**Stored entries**
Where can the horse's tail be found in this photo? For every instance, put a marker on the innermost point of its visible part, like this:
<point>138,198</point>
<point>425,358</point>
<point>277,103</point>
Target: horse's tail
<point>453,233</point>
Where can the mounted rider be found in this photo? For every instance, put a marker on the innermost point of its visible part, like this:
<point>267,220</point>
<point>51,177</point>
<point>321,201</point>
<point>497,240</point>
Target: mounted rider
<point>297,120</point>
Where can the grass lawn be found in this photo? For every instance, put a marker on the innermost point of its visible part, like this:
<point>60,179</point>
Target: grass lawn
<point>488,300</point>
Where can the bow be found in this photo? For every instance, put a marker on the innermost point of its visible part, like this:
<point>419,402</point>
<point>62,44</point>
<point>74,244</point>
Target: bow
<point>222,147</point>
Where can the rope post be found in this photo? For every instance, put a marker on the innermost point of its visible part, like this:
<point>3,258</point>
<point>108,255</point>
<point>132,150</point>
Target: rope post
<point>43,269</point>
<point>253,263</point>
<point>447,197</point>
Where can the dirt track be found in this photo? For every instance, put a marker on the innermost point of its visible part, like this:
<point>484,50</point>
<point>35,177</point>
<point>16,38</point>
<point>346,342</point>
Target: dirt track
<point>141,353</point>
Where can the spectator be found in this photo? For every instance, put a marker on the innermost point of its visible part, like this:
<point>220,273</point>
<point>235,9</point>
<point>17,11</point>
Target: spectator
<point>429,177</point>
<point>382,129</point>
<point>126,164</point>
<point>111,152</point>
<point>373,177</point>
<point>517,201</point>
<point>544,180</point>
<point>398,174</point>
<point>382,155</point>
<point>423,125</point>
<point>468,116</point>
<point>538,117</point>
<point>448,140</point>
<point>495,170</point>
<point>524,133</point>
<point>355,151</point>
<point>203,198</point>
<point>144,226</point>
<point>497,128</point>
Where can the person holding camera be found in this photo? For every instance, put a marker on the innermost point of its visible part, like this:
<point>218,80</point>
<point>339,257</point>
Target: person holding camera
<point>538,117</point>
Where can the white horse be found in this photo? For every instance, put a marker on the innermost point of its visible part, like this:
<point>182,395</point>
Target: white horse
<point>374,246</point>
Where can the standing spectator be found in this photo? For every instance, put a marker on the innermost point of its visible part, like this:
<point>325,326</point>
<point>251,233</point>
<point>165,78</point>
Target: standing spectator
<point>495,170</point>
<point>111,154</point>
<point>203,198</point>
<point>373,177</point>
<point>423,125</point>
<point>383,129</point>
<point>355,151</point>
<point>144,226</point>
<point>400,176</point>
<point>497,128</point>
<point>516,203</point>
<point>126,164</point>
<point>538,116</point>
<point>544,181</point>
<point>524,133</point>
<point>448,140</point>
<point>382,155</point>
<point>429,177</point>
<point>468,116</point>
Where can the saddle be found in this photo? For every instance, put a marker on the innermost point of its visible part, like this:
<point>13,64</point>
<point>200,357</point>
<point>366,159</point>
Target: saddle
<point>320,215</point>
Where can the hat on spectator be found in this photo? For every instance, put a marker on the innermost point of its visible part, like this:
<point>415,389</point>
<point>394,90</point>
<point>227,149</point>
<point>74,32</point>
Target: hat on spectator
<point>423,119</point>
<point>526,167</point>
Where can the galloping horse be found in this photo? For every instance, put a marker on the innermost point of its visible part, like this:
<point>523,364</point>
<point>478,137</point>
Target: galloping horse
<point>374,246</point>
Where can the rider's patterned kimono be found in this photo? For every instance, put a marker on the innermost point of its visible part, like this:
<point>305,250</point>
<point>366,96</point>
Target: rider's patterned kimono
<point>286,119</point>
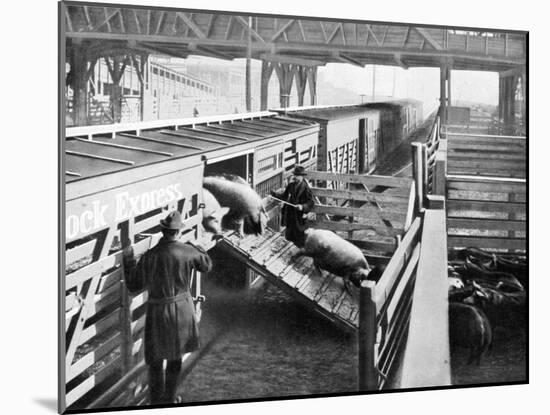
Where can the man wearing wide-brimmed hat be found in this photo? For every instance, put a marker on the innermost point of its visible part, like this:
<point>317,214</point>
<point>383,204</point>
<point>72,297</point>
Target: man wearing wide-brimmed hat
<point>296,193</point>
<point>171,328</point>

**THE PROBLEM**
Reproduce the records above line by line, without any change, up to and including the line that holds "<point>17,11</point>".

**THE ANSWER**
Where can the horse's tail be found in this photo? For every instance, put a marker on the innermost point of its visible part, like this:
<point>138,198</point>
<point>425,358</point>
<point>277,103</point>
Target: horse's tail
<point>453,233</point>
Where can the mounted rider be found in this photo? For every instance, put a marker on the innermost point of its visible part, like this:
<point>267,220</point>
<point>51,177</point>
<point>321,201</point>
<point>497,240</point>
Target: mounted rider
<point>297,120</point>
Where can the grass lawn be found in this photo? For every instance, put a marker on the innermost point of its visible part, like this:
<point>60,179</point>
Target: grass lawn
<point>488,300</point>
Where can the bow be found in this photo? For every instance, put a marker on the innermost point of its visible part, like this:
<point>419,402</point>
<point>62,44</point>
<point>74,244</point>
Target: bow
<point>222,147</point>
Where can the rope post be found in this photo? For every instance, put a marker on the innermost point of its visible part, like this:
<point>3,258</point>
<point>108,255</point>
<point>132,150</point>
Target: rope post
<point>43,269</point>
<point>253,263</point>
<point>447,197</point>
Where can the dirt track be found in this photo? For every instance, put a marker on the innermost point of its visible part, like this:
<point>484,50</point>
<point>35,177</point>
<point>16,38</point>
<point>346,342</point>
Target: dirt track
<point>141,353</point>
Where can the spectator be found in this photo? For every instance, put a marker on the innermost point of its visible part, like this:
<point>220,273</point>
<point>235,9</point>
<point>17,11</point>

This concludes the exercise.